(Collected data entries)
## Begin
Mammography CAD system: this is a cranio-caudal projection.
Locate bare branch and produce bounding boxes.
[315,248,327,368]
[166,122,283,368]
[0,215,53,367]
## End
EXERCISE DETAILS: Render the data above as a two-column CSV with the headers input and output, one row per entry, each field quoted and every line break replaced by a space.

FULL SOLUTION:
input,output
"Mammography CAD system: this is a cranio-caudal projection. Locate bare branch and produce bounding boxes.","[315,248,327,368] [166,122,283,368] [0,215,53,367]"